_To do_
Include the line with "box: [148, 277, 198, 311]" and every line before it in the entries below, echoed exactly, but not the pictures.

Entries shown START

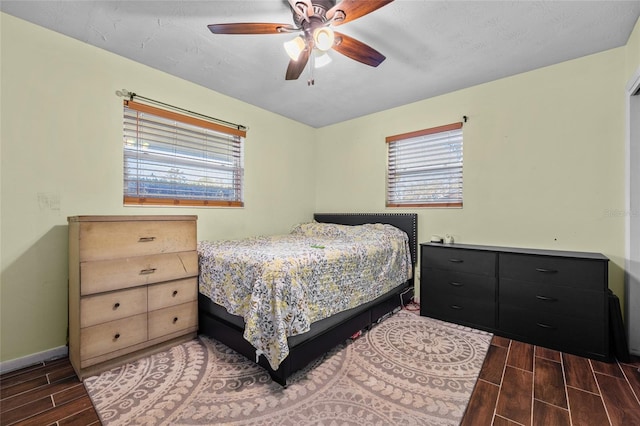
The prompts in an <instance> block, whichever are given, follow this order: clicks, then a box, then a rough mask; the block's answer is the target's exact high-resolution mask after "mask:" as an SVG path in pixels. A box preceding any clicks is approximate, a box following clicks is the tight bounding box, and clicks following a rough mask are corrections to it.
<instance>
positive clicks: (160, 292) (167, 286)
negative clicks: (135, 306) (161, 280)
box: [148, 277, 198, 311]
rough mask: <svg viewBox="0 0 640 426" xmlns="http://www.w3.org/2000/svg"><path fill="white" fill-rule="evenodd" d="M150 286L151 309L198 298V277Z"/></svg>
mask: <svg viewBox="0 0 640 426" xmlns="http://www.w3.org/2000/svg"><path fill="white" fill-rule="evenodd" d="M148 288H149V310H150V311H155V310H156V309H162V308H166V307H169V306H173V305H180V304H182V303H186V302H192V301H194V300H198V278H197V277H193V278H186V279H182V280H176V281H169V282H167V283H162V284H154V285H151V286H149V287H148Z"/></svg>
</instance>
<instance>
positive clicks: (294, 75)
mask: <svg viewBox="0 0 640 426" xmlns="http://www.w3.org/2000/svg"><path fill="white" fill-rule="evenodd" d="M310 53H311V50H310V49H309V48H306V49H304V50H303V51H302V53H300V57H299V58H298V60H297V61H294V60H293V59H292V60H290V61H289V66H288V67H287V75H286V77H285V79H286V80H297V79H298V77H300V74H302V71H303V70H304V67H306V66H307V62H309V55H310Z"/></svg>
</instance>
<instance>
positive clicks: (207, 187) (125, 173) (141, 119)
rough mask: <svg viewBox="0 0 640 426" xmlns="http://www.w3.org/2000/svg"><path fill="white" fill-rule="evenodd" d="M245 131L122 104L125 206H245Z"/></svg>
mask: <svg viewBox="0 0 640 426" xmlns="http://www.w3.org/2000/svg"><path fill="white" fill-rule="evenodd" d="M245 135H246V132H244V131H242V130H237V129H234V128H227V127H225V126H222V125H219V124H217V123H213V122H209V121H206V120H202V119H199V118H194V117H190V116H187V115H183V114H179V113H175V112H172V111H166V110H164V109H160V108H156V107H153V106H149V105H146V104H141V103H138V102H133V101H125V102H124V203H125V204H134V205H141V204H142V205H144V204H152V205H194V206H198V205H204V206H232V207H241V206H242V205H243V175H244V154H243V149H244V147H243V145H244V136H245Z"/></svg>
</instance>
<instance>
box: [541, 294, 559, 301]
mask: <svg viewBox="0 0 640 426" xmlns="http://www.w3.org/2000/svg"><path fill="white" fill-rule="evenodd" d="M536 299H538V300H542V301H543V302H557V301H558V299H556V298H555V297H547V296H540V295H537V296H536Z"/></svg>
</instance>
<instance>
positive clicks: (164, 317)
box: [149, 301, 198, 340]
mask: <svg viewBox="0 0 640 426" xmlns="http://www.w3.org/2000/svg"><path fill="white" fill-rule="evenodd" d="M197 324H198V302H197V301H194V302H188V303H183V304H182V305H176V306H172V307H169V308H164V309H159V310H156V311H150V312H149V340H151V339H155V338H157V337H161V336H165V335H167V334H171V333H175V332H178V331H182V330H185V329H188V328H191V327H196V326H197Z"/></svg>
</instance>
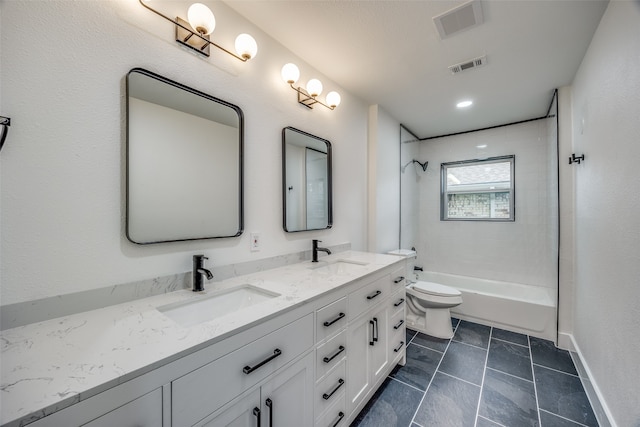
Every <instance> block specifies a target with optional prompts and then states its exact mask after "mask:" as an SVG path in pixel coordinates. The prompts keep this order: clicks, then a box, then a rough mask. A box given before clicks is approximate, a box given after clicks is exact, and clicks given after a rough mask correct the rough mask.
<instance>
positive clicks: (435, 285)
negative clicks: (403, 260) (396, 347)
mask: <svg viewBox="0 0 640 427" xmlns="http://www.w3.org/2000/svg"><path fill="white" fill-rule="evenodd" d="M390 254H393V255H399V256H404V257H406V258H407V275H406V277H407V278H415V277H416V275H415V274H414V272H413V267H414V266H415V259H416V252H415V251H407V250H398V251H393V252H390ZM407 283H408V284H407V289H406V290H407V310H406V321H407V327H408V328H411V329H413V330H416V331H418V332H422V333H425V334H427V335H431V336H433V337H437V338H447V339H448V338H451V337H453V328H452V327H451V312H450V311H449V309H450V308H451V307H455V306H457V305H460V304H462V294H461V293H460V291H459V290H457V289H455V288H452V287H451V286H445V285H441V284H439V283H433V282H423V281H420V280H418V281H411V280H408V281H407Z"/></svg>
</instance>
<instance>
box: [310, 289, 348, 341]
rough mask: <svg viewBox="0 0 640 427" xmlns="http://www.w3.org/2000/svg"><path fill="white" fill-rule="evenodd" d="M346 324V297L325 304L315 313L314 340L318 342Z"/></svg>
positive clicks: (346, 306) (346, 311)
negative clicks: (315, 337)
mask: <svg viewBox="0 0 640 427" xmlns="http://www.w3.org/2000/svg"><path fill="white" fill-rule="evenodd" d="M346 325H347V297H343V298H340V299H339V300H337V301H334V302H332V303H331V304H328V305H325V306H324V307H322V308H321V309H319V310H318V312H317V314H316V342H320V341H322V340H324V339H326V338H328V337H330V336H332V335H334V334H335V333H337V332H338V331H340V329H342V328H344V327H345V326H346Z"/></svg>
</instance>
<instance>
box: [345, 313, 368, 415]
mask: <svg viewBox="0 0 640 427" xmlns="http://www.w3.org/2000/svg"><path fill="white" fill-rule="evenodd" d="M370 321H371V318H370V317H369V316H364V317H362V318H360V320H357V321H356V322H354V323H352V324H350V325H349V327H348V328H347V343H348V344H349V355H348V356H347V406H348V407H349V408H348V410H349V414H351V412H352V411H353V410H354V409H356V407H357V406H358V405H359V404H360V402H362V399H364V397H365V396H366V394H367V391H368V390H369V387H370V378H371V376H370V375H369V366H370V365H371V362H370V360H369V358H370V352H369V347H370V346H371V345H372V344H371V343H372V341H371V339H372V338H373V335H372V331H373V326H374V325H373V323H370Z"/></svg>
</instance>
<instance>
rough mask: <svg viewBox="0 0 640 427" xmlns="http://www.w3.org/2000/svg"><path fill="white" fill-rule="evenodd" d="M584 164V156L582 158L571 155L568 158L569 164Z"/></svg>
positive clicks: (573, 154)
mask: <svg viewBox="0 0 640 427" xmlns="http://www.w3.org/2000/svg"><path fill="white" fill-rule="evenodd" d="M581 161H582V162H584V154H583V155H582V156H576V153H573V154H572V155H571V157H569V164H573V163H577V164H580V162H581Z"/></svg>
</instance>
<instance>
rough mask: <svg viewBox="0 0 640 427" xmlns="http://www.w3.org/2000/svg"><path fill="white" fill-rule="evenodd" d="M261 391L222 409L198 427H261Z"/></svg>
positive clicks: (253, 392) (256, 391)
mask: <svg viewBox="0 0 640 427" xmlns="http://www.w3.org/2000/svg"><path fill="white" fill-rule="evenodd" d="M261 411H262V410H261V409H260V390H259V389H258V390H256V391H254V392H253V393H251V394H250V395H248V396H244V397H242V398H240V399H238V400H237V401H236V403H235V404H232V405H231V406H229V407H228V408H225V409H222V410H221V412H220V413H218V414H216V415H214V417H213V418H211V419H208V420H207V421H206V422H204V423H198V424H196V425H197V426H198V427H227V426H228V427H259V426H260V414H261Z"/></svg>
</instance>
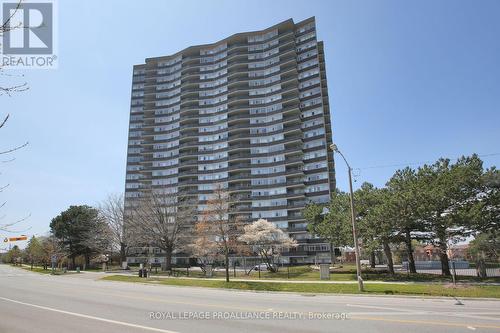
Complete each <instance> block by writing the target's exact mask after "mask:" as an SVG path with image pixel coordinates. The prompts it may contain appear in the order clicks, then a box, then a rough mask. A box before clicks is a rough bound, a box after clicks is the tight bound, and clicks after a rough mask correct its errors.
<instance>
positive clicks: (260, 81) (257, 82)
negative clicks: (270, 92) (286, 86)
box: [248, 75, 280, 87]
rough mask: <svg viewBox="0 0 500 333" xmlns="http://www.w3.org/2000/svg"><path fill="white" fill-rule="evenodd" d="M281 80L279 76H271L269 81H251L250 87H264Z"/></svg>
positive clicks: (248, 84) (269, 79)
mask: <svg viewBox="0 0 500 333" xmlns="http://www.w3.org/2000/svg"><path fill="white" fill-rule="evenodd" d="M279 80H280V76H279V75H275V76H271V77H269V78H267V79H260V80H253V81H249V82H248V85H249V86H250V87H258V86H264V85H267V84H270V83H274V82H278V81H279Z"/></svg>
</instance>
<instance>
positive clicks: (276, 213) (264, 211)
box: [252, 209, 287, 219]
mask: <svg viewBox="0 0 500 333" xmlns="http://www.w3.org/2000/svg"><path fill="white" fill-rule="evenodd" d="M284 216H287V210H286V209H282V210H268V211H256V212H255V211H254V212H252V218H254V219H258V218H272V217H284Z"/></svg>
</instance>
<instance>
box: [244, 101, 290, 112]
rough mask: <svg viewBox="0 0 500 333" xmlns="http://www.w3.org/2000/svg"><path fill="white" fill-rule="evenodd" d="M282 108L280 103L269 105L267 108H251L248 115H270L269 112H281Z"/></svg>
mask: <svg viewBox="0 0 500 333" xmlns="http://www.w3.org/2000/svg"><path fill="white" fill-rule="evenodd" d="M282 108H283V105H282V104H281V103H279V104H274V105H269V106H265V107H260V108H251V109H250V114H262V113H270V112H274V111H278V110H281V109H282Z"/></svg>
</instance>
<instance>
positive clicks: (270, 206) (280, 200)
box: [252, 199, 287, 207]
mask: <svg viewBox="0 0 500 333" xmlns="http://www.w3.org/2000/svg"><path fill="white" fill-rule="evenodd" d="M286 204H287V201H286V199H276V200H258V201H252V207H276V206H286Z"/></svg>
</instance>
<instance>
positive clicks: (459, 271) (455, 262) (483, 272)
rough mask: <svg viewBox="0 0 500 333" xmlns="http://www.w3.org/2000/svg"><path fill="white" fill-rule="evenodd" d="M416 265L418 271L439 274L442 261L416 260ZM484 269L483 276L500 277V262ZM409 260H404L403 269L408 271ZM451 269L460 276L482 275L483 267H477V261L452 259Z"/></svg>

Entries shown END

_Completed task_
The prompts in an <instance> block, whichever are given, follow this order: clicks, then a box, then a rough mask; the block's answer is the target's exact high-resolution mask after "mask:" as an SVG path in pixels. A box preceding any clicks is approximate, a box following clicks is the tight bounding box, and clicks following a rough mask are corrections to it.
<instance>
positive clicks: (160, 292) (167, 286)
negative clicks: (135, 306) (161, 280)
box: [148, 277, 198, 311]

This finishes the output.